Top of Source text

Kodomonokuni Theme Park (こどもの国) is an amusement park in Yokohama, Japan, near Tokyo. The park's name means Children's Country. As the name implies, it is more oriented towards young children than teenagers. It was founded in commemoration of the Royal Marriage of Prince Akihito and Princess Michiko in 1959 (who reigned as Emperor and Empress from 1989 to 2019), and it was officially opened on May 5, a national holiday of the Children's Day, in 1965. The park is approximately 240 acre, and includes such things as a children's petting zoo, a boating lake, and a barbecue site.

It can be accessed by train from the Tokyu Corporation's Kodomonokuni Line, Kodomonokuni Station, or from Aobadai Station or Tsurukawa Station by bus.

== Facilities ==
The park covers an extensive area of approximately 100 hectares, incorporating facilities that make use of the natural features of the Tama Hills.

Soft-serve ice cream and the specialty milk product Sun Green, both made from milk obtained from dairy cows raised on the park's farm, are well-known local specialties. The farm is managed and operated by Snow Brand Kodomonokuni Farm Co., Ltd., an affiliate of Megmilk Snow Brand, under commission from the Kodomonokuni Association.

Bottom of Source text
Top of Input data

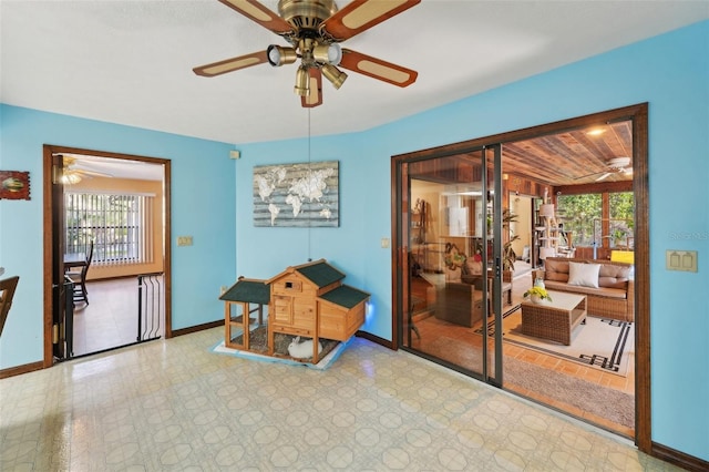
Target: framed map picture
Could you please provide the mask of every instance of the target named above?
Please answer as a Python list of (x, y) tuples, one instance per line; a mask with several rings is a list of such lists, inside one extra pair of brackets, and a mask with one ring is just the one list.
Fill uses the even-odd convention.
[(0, 171), (0, 199), (30, 199), (30, 173)]
[(337, 227), (339, 162), (254, 167), (254, 226)]

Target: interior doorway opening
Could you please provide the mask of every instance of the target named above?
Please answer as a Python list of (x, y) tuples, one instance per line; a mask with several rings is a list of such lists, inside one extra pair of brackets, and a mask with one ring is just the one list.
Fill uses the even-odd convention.
[(169, 161), (45, 145), (44, 167), (44, 367), (169, 337)]
[[(609, 133), (606, 135), (607, 137), (604, 141), (606, 144), (604, 144), (603, 146), (594, 144), (590, 137), (592, 134), (589, 132), (594, 127), (604, 127), (605, 132)], [(549, 260), (551, 258), (556, 257), (568, 257), (569, 259), (572, 257), (594, 257), (593, 252), (590, 252), (590, 254), (586, 254), (586, 252), (588, 250), (586, 247), (576, 246), (574, 244), (573, 232), (568, 227), (564, 228), (564, 225), (566, 224), (546, 224), (548, 222), (545, 218), (549, 218), (549, 220), (553, 220), (551, 219), (552, 216), (554, 217), (554, 219), (562, 219), (556, 212), (556, 209), (558, 208), (558, 204), (556, 202), (557, 194), (569, 194), (572, 193), (572, 188), (575, 188), (576, 192), (592, 193), (593, 189), (594, 192), (602, 192), (604, 194), (613, 192), (627, 192), (629, 188), (635, 197), (634, 224), (631, 230), (631, 238), (634, 240), (633, 257), (635, 265), (633, 268), (635, 290), (626, 291), (626, 296), (631, 298), (629, 305), (633, 305), (634, 308), (633, 314), (629, 318), (630, 322), (626, 322), (623, 328), (631, 332), (634, 351), (629, 352), (628, 359), (626, 359), (626, 362), (629, 362), (630, 365), (628, 370), (629, 373), (627, 373), (625, 377), (616, 377), (616, 379), (620, 380), (606, 382), (606, 386), (613, 383), (613, 387), (612, 387), (609, 389), (612, 397), (617, 396), (618, 393), (626, 394), (626, 397), (629, 396), (629, 403), (626, 403), (629, 404), (629, 407), (626, 409), (627, 411), (621, 414), (623, 419), (619, 420), (618, 418), (610, 418), (609, 415), (607, 415), (607, 412), (604, 411), (607, 410), (605, 408), (600, 408), (600, 410), (597, 409), (596, 411), (598, 412), (598, 414), (595, 414), (593, 412), (589, 413), (588, 410), (590, 409), (587, 408), (589, 403), (574, 403), (569, 400), (567, 403), (562, 403), (559, 407), (559, 403), (556, 402), (553, 398), (542, 398), (536, 394), (536, 387), (530, 388), (528, 386), (522, 384), (522, 382), (515, 381), (515, 379), (520, 378), (541, 378), (542, 376), (540, 372), (530, 373), (528, 369), (525, 373), (523, 371), (523, 368), (527, 368), (530, 366), (521, 367), (518, 362), (516, 362), (517, 360), (520, 360), (520, 357), (526, 357), (526, 360), (536, 358), (538, 351), (534, 351), (533, 353), (530, 353), (532, 351), (524, 352), (523, 350), (521, 350), (520, 346), (513, 346), (510, 340), (504, 340), (502, 342), (504, 345), (504, 356), (500, 359), (500, 361), (503, 365), (504, 372), (503, 388), (514, 391), (515, 393), (518, 393), (521, 396), (531, 398), (535, 401), (552, 406), (553, 408), (562, 409), (564, 412), (571, 415), (577, 417), (582, 420), (588, 421), (595, 425), (607, 429), (620, 435), (634, 438), (640, 449), (648, 451), (650, 449), (649, 408), (644, 408), (644, 406), (647, 406), (647, 401), (649, 399), (649, 384), (643, 380), (645, 379), (644, 376), (649, 372), (649, 299), (647, 296), (647, 289), (649, 287), (649, 258), (647, 255), (647, 246), (644, 246), (644, 244), (647, 244), (648, 240), (646, 182), (647, 174), (645, 172), (647, 166), (647, 105), (640, 104), (626, 109), (618, 109), (609, 112), (598, 113), (595, 115), (573, 119), (565, 122), (543, 125), (535, 129), (527, 129), (518, 132), (505, 133), (503, 135), (473, 140), (471, 142), (458, 143), (434, 150), (427, 150), (420, 153), (394, 156), (392, 158), (392, 174), (395, 176), (395, 179), (399, 179), (404, 173), (402, 168), (405, 167), (407, 163), (417, 162), (419, 163), (419, 165), (422, 165), (422, 162), (429, 162), (431, 163), (430, 165), (432, 167), (436, 167), (436, 160), (443, 156), (463, 157), (469, 153), (470, 148), (476, 145), (485, 146), (486, 143), (495, 142), (503, 143), (502, 166), (504, 167), (503, 171), (507, 177), (503, 177), (503, 182), (505, 183), (503, 186), (504, 193), (500, 194), (503, 195), (503, 212), (505, 209), (515, 207), (515, 205), (517, 204), (524, 205), (525, 208), (530, 207), (531, 219), (530, 223), (521, 223), (520, 220), (516, 220), (514, 224), (510, 225), (510, 234), (513, 236), (516, 234), (520, 239), (525, 236), (525, 233), (530, 233), (531, 247), (528, 255), (531, 274), (527, 274), (523, 277), (520, 277), (518, 274), (515, 274), (515, 276), (513, 276), (512, 308), (508, 310), (502, 310), (504, 319), (507, 319), (506, 315), (508, 314), (518, 315), (518, 312), (522, 311), (518, 308), (523, 305), (524, 291), (526, 291), (527, 287), (532, 287), (534, 283), (533, 274), (536, 274), (534, 269), (544, 268), (547, 257), (549, 257)], [(545, 142), (554, 144), (554, 153), (542, 152), (543, 150), (541, 147)], [(565, 144), (558, 146), (556, 145), (562, 142), (564, 142)], [(578, 158), (578, 156), (569, 158), (568, 156), (561, 155), (563, 154), (561, 153), (561, 150), (564, 150), (565, 146), (567, 146), (571, 142), (580, 142), (583, 143), (582, 147), (585, 147), (587, 150), (594, 147), (596, 147), (596, 150), (604, 148), (606, 154), (600, 153), (600, 155), (593, 158), (590, 156), (590, 151), (588, 151), (589, 154), (586, 158)], [(568, 147), (573, 146), (568, 145)], [(573, 150), (569, 150), (569, 152)], [(619, 162), (617, 158), (615, 158), (615, 154), (626, 155), (628, 158), (624, 158), (623, 162), (628, 163), (628, 166), (623, 168), (615, 168), (613, 163)], [(562, 157), (564, 161), (555, 161), (555, 158), (557, 157)], [(572, 164), (564, 164), (569, 162)], [(497, 170), (495, 170), (495, 172), (497, 172)], [(411, 189), (413, 189), (415, 185), (415, 182), (412, 181)], [(409, 192), (409, 188), (402, 186), (401, 188), (397, 189), (397, 192)], [(554, 208), (553, 215), (544, 215), (544, 213), (548, 209), (543, 208), (543, 206), (545, 205), (552, 206)], [(411, 220), (414, 222), (414, 213), (410, 209), (414, 208), (414, 205), (402, 205), (401, 201), (395, 201), (393, 207), (395, 214), (393, 214), (392, 217), (395, 220), (394, 233), (397, 234), (394, 240), (400, 243), (400, 246), (394, 253), (394, 257), (398, 259), (397, 266), (405, 267), (405, 261), (401, 259), (401, 255), (417, 253), (417, 249), (413, 246), (415, 238), (410, 238), (407, 232), (412, 232), (412, 234), (415, 234), (417, 227), (415, 224), (411, 225), (410, 227), (404, 227), (404, 225), (409, 223), (409, 216), (401, 216), (401, 214), (411, 212), (411, 218), (413, 218)], [(446, 217), (450, 216), (451, 214), (449, 213)], [(575, 216), (584, 217), (585, 215)], [(607, 215), (604, 216), (608, 218)], [(568, 218), (567, 222), (571, 222), (571, 218)], [(606, 235), (606, 233), (604, 233), (603, 235)], [(408, 245), (409, 243), (411, 243), (410, 246)], [(515, 258), (517, 258), (517, 260), (520, 259), (518, 256), (525, 255), (524, 246), (525, 244), (522, 244), (521, 248), (517, 247), (516, 249), (514, 249)], [(596, 256), (598, 257), (598, 255), (600, 255), (603, 259), (605, 259), (606, 257), (610, 259), (613, 245), (604, 244), (604, 249), (607, 249), (607, 252), (598, 250), (595, 253)], [(466, 249), (466, 252), (467, 250), (469, 249)], [(461, 250), (460, 253), (464, 252)], [(465, 256), (469, 254), (465, 253)], [(417, 261), (414, 263), (414, 270), (411, 274), (418, 274), (418, 271), (420, 270), (419, 266), (423, 267), (423, 265), (418, 263), (417, 257), (414, 257), (414, 259), (417, 259)], [(524, 263), (523, 260), (521, 261)], [(398, 290), (399, 287), (402, 286), (401, 279), (403, 277), (403, 274), (394, 271), (394, 290)], [(403, 285), (405, 285), (405, 283)], [(414, 281), (410, 286), (411, 294), (414, 295), (413, 298), (415, 301), (418, 301), (418, 299), (421, 298), (421, 295), (427, 290), (431, 290), (431, 284), (418, 285), (419, 287), (417, 288), (417, 283)], [(559, 298), (564, 298), (564, 296), (559, 296)], [(402, 304), (409, 300), (409, 298), (407, 298), (405, 289), (403, 290), (403, 293), (394, 294), (394, 299), (398, 300), (398, 316), (394, 320), (394, 324), (397, 325), (395, 327), (404, 327), (404, 329), (398, 331), (394, 330), (394, 332), (398, 332), (400, 336), (397, 340), (397, 346), (403, 349), (410, 349), (411, 343), (407, 343), (407, 336), (410, 332), (414, 334), (412, 337), (410, 337), (410, 339), (412, 341), (417, 341), (419, 337), (423, 339), (427, 335), (434, 338), (445, 336), (452, 339), (454, 337), (451, 336), (451, 332), (458, 332), (458, 336), (465, 336), (471, 339), (473, 339), (475, 335), (480, 337), (483, 334), (486, 334), (486, 336), (490, 337), (507, 329), (505, 324), (500, 322), (497, 319), (495, 319), (493, 322), (481, 320), (479, 322), (480, 326), (470, 327), (463, 326), (455, 320), (448, 320), (448, 326), (439, 324), (441, 326), (435, 327), (438, 329), (438, 332), (435, 332), (434, 335), (431, 335), (431, 332), (427, 334), (427, 329), (431, 328), (431, 326), (427, 326), (427, 322), (424, 320), (436, 319), (435, 314), (428, 314), (424, 320), (418, 319), (417, 317), (419, 312), (417, 308), (419, 306), (417, 305), (417, 302), (414, 301), (410, 307)], [(425, 306), (428, 307), (428, 305), (429, 302), (427, 299)], [(472, 302), (469, 305), (474, 306), (474, 304)], [(569, 308), (569, 312), (572, 308), (573, 307)], [(439, 309), (439, 304), (436, 304), (434, 308), (429, 309), (429, 311), (436, 309)], [(410, 321), (413, 321), (415, 330), (407, 329), (409, 314), (411, 314)], [(590, 318), (597, 318), (594, 316), (597, 314), (589, 312), (589, 315)], [(508, 319), (512, 319), (512, 317), (510, 317)], [(612, 320), (610, 324), (614, 322), (615, 321)], [(577, 325), (574, 325), (569, 328), (576, 329), (576, 327)], [(448, 330), (445, 335), (443, 335), (443, 329)], [(590, 331), (592, 329), (596, 328), (588, 328), (585, 325), (582, 328), (582, 330), (585, 331)], [(574, 336), (576, 336), (576, 334), (574, 334)], [(628, 338), (626, 337), (624, 339), (627, 340)], [(471, 369), (461, 367), (464, 366), (465, 362), (469, 362), (471, 359), (471, 355), (467, 352), (470, 350), (467, 349), (467, 346), (463, 346), (462, 348), (458, 349), (454, 348), (455, 345), (449, 340), (446, 340), (444, 343), (445, 355), (431, 353), (423, 350), (423, 357), (430, 358), (431, 360), (454, 368), (456, 370), (461, 370), (465, 373), (470, 373)], [(471, 343), (472, 342), (467, 342), (466, 345)], [(573, 343), (574, 342), (572, 342), (572, 345)], [(413, 349), (413, 351), (415, 351), (415, 349)], [(453, 352), (458, 352), (459, 359), (452, 359), (454, 356)], [(479, 360), (475, 360), (475, 362), (479, 362)], [(588, 367), (592, 376), (594, 374), (593, 370), (590, 370), (593, 368), (594, 367)], [(604, 373), (603, 376), (606, 374)], [(549, 378), (553, 376), (549, 376)], [(609, 376), (606, 377), (610, 378)], [(566, 378), (559, 377), (559, 379), (556, 380), (562, 381), (568, 379), (572, 379), (574, 381), (577, 380), (574, 379), (573, 376), (566, 376)], [(565, 390), (572, 391), (573, 388), (568, 387), (565, 388)], [(578, 391), (583, 390), (584, 389), (580, 389)], [(572, 397), (574, 396), (572, 394)], [(588, 398), (588, 396), (577, 394), (575, 396), (575, 398), (577, 400), (585, 400)], [(620, 403), (616, 400), (610, 400), (610, 402), (613, 404)]]

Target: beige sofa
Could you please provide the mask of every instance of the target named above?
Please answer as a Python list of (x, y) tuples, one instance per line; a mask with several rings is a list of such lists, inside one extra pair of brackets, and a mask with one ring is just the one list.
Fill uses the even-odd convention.
[[(594, 280), (595, 267), (575, 266), (573, 268), (573, 284), (569, 284), (572, 263), (580, 265), (597, 264), (599, 265), (598, 275), (595, 276)], [(534, 281), (537, 277), (544, 279), (547, 290), (586, 295), (586, 308), (590, 316), (621, 321), (635, 320), (635, 280), (634, 266), (631, 264), (598, 259), (547, 257), (543, 270), (532, 270), (532, 280)], [(594, 287), (594, 285), (597, 285), (597, 287)]]

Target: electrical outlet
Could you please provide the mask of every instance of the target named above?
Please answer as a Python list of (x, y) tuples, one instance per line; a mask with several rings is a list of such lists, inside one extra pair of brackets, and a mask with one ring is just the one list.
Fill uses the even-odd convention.
[(177, 236), (177, 246), (192, 246), (192, 236)]
[(674, 250), (668, 249), (665, 253), (666, 266), (668, 270), (682, 270), (688, 273), (697, 271), (697, 252), (696, 250)]

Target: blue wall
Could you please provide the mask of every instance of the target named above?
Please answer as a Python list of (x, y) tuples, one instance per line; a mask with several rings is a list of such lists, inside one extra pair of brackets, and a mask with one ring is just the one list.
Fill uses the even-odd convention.
[[(20, 284), (0, 338), (0, 369), (43, 358), (42, 145), (171, 160), (173, 329), (224, 316), (219, 287), (235, 280), (234, 146), (0, 105), (0, 168), (29, 171), (31, 201), (0, 201), (0, 266)], [(194, 245), (176, 247), (177, 236)]]
[[(709, 22), (389, 125), (314, 138), (310, 155), (304, 140), (239, 146), (239, 222), (250, 220), (254, 165), (338, 160), (341, 226), (239, 224), (237, 274), (270, 277), (325, 257), (347, 283), (372, 294), (364, 330), (391, 339), (392, 259), (380, 239), (391, 236), (392, 155), (643, 102), (649, 102), (653, 440), (709, 460)], [(699, 273), (667, 271), (666, 249), (698, 250)]]
[[(709, 460), (709, 22), (386, 126), (314, 138), (309, 154), (305, 140), (245, 144), (235, 162), (226, 144), (3, 106), (0, 167), (31, 171), (34, 192), (31, 202), (0, 202), (0, 265), (25, 280), (0, 367), (41, 359), (42, 143), (173, 160), (173, 236), (195, 236), (193, 247), (173, 243), (174, 328), (217, 319), (215, 290), (237, 275), (268, 278), (323, 257), (372, 294), (364, 330), (391, 339), (391, 249), (380, 240), (391, 236), (392, 155), (641, 102), (650, 126), (653, 440)], [(309, 160), (340, 162), (340, 227), (254, 227), (254, 165)], [(667, 271), (666, 249), (698, 250), (699, 273)]]

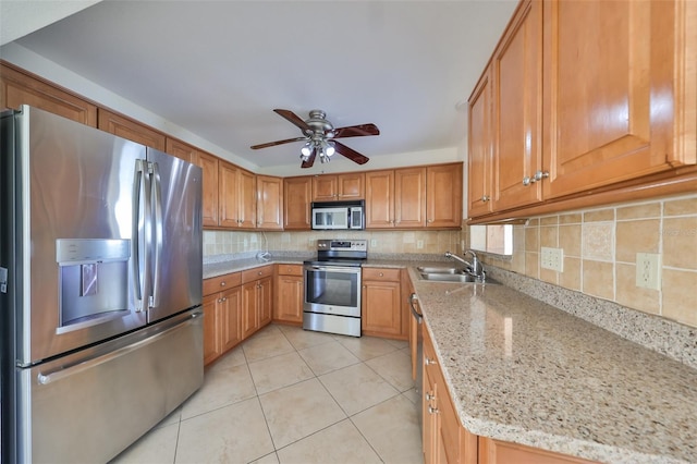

Bottom of Input data

# Required work:
Name every station mentioned in the text about Kodomonokuni Theme Park. The listing is separate material and has no connection to the text about Kodomonokuni Theme Park.

# Response area:
Kodomonokuni Station, Aobadai Station, Tsurukawa Station